[Short exercise]: Restate the whole listing exactly.
— BEGIN —
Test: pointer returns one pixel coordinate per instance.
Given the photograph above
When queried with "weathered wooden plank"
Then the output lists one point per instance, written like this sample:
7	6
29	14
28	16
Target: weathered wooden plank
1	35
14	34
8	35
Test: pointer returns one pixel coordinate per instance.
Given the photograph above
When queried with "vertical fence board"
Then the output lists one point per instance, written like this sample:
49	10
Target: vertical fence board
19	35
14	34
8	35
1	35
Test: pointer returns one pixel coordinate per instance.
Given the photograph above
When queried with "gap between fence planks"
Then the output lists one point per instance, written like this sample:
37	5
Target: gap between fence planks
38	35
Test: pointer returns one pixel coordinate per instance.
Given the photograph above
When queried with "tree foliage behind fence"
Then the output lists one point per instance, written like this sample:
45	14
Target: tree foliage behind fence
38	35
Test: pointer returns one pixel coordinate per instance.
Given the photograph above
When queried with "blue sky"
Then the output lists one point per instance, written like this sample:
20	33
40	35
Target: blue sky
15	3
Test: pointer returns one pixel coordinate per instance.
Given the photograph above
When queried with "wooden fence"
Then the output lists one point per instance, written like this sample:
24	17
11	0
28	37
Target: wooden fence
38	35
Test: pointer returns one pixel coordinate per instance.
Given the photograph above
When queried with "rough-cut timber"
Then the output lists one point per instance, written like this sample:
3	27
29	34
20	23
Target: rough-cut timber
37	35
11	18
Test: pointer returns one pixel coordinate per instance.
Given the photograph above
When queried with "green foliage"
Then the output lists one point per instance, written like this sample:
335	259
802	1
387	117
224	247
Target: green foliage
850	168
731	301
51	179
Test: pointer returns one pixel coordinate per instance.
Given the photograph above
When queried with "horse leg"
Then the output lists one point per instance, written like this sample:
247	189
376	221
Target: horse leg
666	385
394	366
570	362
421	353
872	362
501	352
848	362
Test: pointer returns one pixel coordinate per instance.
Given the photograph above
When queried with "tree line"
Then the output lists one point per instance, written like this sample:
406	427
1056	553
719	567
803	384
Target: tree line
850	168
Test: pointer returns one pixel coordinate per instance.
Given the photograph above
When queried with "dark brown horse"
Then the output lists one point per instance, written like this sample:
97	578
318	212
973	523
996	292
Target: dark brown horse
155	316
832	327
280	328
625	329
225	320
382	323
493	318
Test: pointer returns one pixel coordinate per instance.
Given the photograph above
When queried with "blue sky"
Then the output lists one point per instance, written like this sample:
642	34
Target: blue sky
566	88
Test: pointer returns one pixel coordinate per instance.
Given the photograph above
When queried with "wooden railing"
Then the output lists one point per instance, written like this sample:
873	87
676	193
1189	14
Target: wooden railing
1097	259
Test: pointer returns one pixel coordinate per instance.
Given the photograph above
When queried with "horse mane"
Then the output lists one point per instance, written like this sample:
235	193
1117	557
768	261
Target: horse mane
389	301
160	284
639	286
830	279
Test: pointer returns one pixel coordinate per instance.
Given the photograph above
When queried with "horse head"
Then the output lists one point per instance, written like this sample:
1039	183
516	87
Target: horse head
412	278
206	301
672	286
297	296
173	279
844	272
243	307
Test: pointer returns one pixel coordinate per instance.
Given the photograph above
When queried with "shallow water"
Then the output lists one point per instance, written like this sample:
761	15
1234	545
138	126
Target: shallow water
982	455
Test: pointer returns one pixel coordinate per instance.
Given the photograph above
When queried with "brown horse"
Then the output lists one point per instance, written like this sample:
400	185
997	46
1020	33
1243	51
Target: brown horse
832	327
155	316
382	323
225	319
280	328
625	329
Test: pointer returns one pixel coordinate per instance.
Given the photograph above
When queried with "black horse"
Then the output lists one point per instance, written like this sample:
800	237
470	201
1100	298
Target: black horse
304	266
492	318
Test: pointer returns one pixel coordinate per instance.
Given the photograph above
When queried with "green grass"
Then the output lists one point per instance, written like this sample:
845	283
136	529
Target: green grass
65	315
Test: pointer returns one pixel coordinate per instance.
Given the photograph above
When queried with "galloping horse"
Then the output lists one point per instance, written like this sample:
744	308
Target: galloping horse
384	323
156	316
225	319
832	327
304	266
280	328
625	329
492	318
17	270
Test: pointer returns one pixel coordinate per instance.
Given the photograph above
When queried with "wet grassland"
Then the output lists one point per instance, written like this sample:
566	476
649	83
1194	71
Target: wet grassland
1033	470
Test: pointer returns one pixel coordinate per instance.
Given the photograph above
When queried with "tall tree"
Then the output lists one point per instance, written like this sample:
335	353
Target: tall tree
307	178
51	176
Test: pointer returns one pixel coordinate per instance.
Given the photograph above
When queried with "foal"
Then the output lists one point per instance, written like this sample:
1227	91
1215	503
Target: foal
— END —
[Solved exercise]:
Test: pointer returns one pixel coordinate per instance.
Given the photograph above
When queried with "weathered wooden plank"
Then the output lists one point per instance, written like this sample:
7	6
29	14
28	16
Target: weathered wooden plank
1	35
14	34
8	35
Test: pointer returns one pixel coordinate per instance.
Given the photograph above
When queried with "vertical fence board"
Then the output lists one point per instance, written like this sample:
49	10
Target: vertical fence board
19	35
14	34
8	35
1	35
Test: pointer returns one pixel coordinate per instance.
Given the photograph above
When queried with "gap between fence planks"
Then the output lists one point per instance, written like this sample:
37	5
Target: gap between fence planks
38	35
Test: pointer returns one pixel coordinate per instance.
Given the photograph above
When queried with "tree foliage behind fence"
Then the output lists one point per instance, written like this sample:
45	14
Target: tree foliage behind fence
38	35
Test: pointer returns one pixel coordinate per instance.
Given the photograph above
When queried with "blue sky"
Then the output lists one point per instance, written like this sample:
20	33
40	35
Target: blue sky
15	3
Test: pointer returns one pixel coordinate per instance.
Given the photograph above
When queried with "wooden fence"
Then the output lists one point per instance, written like this sample:
24	17
11	0
28	37
Target: wooden fence
38	35
Test: pointer returns one pixel coordinate per instance.
Given the photograph above
When queried with "rough-cut timber"
Then the output lists one point per instance, written like this sample:
3	27
29	34
20	23
Target: rough-cut timber
37	35
11	18
Test: pointer returns one pixel coordinate per instance.
Given the photograph above
When queried with "green foliage"
Then the output lists one point per instance, written like this sample:
335	259
802	1
387	117
224	247
Target: green foliage
850	168
731	301
51	179
Test: pointer returns one pixel coordinate per instance.
Given the photograph above
When queried with "horse leg"
Then the output lists one point per instance, written like this sample:
247	189
376	221
Target: horse leg
666	385
394	366
570	362
421	353
872	362
501	352
848	362
Test: pointer returns one pixel coordinate per instance.
Given the photograph above
When queried with "tree line"
Then the output lists one point per instance, written like this sample:
406	427
1056	553
719	567
803	384
Target: tree line
850	168
Test: pointer returns one pixel coordinate per instance.
Given the photograph above
When queried with "dark brown horse"
Then the output lists one point per instance, written like this sample:
97	578
318	212
973	523
996	292
Target: dark brown horse
155	316
832	327
280	328
625	329
225	320
382	323
493	318
Test: pointer returns one pixel coordinate per instance.
Given the photograph above
When queried with "blue sky"
Then the output lists one point per instance, written like this sample:
642	34
Target: blue sky
566	88
Test: pointer returns one pixel coordinate per instance.
Given the photograph above
When queried with "wooden railing"
Then the output lists one point per instance, written like this sample:
873	87
676	193
1189	14
Target: wooden railing
1097	259
Test: pointer returns one pixel coordinate per instance.
Given the photograph above
When queried with "horse mane"
Then the output lists one point per instance, written like this sample:
235	193
1117	557
768	261
Target: horse mane
389	301
160	284
639	286
830	279
Test: pointer returns one pixel coordinate per instance.
Given the photograph above
When queried with "horse head"
Then the output lists one point per instance, written like this sample:
1039	183
516	87
Target: horse head
412	278
206	301
672	286
297	296
173	279
844	272
243	307
Test: pointer returns one pixel coordinate per instance.
Given the photograph above
When queried with "shallow water"
Then the output lists one point per instance, written like this sample:
761	15
1234	545
138	126
Target: shallow water
982	455
Test: pointer returns one pixel coordinate per instance.
Given the photograph above
When queried with "brown horse"
Then the output lists one point per instance, written like this sample:
400	185
997	46
1020	33
1243	51
Target: brown horse
832	327
155	316
382	323
225	319
280	328
625	329
Test: pointer returns one pixel coordinate per instance.
Given the photograph above
When queried with "black horse"
Then the output lists one point per instance, written like this sample:
800	237
470	201
1100	298
Target: black horse
304	266
492	318
Test: pointer returns one pixel coordinate per instance.
Given the photograph above
When queried with "green grass"
Then the output lists one point per instance, written like this sample:
845	283
136	529
Target: green grass
65	315
Test: pointer returns one pixel coordinate per instance.
Given the photograph above
When queried with "galloping horse"
Then the output lists one point per instance, written like this sample:
744	308
Target: galloping horse
384	323
156	316
225	319
832	327
304	266
280	328
625	329
492	318
17	270
Test: pointer returns one pixel coordinate per instance.
Given the photograph above
When queried with "wet grassland"
Then the output lists one point per instance, written like this sample:
566	476
649	83
1194	71
Target: wet grassland
1033	470
Test: pointer returns one pixel coordinate per instance.
Given the photograph above
When queried with "tall tree"
Then the output lists one point per instance, written like this sample:
335	353
Target: tall tree
307	178
51	176
Test: pointer returns one pixel coordinate per instance.
Given the photograph above
When queried with "foal"
Then the output lists one point per instance, written like this sample:
1227	91
1215	503
Target: foal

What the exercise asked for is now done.